(Saved entries)
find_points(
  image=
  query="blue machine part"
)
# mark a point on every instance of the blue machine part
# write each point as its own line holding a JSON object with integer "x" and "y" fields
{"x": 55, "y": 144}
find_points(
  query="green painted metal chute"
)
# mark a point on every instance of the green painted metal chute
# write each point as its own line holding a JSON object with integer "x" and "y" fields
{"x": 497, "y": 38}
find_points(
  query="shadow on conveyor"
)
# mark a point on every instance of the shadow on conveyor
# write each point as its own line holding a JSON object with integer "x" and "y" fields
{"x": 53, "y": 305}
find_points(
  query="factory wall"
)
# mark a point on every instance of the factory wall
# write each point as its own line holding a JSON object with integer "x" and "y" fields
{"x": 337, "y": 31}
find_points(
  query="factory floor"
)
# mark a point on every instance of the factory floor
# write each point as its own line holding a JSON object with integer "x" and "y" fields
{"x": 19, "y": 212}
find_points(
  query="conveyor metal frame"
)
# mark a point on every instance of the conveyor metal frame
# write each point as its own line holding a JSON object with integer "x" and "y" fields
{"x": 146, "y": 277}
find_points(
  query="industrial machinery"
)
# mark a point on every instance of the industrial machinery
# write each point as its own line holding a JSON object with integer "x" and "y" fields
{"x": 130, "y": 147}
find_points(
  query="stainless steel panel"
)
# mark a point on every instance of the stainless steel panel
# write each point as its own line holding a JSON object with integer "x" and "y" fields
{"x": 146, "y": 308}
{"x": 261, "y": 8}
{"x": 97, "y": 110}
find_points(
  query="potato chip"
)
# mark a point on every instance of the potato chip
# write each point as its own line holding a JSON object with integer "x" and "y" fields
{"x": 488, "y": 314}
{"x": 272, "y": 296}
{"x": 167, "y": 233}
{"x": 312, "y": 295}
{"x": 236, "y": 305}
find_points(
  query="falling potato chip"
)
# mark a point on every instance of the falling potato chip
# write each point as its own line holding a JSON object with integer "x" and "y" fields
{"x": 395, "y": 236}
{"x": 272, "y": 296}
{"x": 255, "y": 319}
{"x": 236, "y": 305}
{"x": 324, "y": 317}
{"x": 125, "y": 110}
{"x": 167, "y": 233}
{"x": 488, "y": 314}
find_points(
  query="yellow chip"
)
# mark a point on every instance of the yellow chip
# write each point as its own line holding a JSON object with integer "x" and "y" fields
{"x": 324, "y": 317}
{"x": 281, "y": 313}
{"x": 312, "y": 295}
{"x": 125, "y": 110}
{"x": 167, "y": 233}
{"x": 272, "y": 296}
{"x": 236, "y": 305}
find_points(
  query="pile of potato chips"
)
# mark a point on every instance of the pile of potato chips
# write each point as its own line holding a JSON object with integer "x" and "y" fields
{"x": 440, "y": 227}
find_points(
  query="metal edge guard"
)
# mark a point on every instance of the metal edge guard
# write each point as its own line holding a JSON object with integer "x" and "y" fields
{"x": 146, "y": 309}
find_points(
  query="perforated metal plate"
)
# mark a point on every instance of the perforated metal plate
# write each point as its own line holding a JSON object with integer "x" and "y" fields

» Exercise objective
Copy down the entries exactly, leaving out no line.

» Answer box
find_points(
  image=
  query="blue machine part"
)
# mark a point on every instance of the blue machine part
# write each point as its own line holding a JSON object with integer "x" and "y" fields
{"x": 55, "y": 144}
find_points(
  query="green painted metal chute"
)
# mark a point on every instance of the green painted metal chute
# write each point as its own line holding a JSON object with integer "x" and "y" fields
{"x": 497, "y": 38}
find_points(
  query="shadow on conveyor"
)
# mark a point on every instance of the shadow on conveyor
# write each point as its own line holding a JSON object with integer "x" and "y" fields
{"x": 53, "y": 305}
find_points(
  query="factory wall"
)
# mark a point on every instance of the factory wall
# write each point as its own line holding a JSON object with integer "x" and "y" fields
{"x": 337, "y": 31}
find_points(
  query="factory floor"
)
# mark a point on every instance of the factory floor
# write each point as its own line holding a JSON object with integer "x" and "y" fields
{"x": 19, "y": 212}
find_points(
  query="conveyor metal frame"
)
# mark a point on every instance of the conveyor metal frame
# write each point as its own line holding a JSON object with integer "x" and "y" fields
{"x": 146, "y": 277}
find_points(
  query="industrial machinery"
)
# mark a point on every instance of the industrial machinery
# write each point as its own line holding a JSON object with integer "x" and "y" fields
{"x": 130, "y": 147}
find_points(
  query="stainless steel panel"
)
# mark a point on every instance of the stainless steel panel
# write each point as its own line holding a JSON object with integer "x" and "y" fields
{"x": 146, "y": 308}
{"x": 261, "y": 8}
{"x": 97, "y": 110}
find_points(
  query="potato chip"
)
# mark a point on every instance of the potato chip
# write each point as its own line holding a JSON object with integer "x" and "y" fields
{"x": 488, "y": 314}
{"x": 272, "y": 296}
{"x": 167, "y": 233}
{"x": 312, "y": 295}
{"x": 236, "y": 305}
find_points(
  query="falling potato chip"
)
# mark a point on every instance of the falling potato chip
# write each point as its own line holding a JSON object with integer "x" and "y" fields
{"x": 395, "y": 236}
{"x": 272, "y": 296}
{"x": 255, "y": 319}
{"x": 236, "y": 305}
{"x": 324, "y": 317}
{"x": 125, "y": 110}
{"x": 167, "y": 233}
{"x": 488, "y": 314}
find_points(
  query="yellow chip"
)
# mark a point on every instance of the yellow chip
# write each point as its own line holding a JSON object with integer "x" and "y" fields
{"x": 324, "y": 317}
{"x": 281, "y": 313}
{"x": 312, "y": 295}
{"x": 125, "y": 110}
{"x": 167, "y": 233}
{"x": 272, "y": 296}
{"x": 236, "y": 305}
find_points(
  query="pile of potato chips"
)
# mark a point on every instance of the pile of potato chips
# write each point as its own line holding a JSON object with integer "x" and "y" fields
{"x": 440, "y": 227}
find_points(
  query="metal edge guard"
)
# mark a point on every instance of the metal edge guard
# write each point as its own line holding a JSON object with integer "x" and "y" fields
{"x": 146, "y": 309}
find_points(
  query="perforated metal plate"
)
# mark a point on every instance of the perforated metal plate
# write each point as its own line holding a JSON object with integer "x" and "y" fields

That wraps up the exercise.